Stated goal:
Reproduce all the records below, substituting "rear wheel" for "front wheel" wherever it occurs and leaving everything else unchanged.

Records provided:
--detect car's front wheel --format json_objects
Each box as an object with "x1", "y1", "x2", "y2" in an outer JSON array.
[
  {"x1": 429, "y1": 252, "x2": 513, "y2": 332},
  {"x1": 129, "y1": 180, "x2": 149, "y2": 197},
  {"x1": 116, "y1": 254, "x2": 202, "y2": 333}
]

Result of the exercise:
--detect car's rear wheel --format json_objects
Each box as an object with "x1", "y1", "x2", "y2" in an outer JSON array.
[
  {"x1": 429, "y1": 252, "x2": 513, "y2": 332},
  {"x1": 129, "y1": 180, "x2": 149, "y2": 197},
  {"x1": 116, "y1": 254, "x2": 202, "y2": 333}
]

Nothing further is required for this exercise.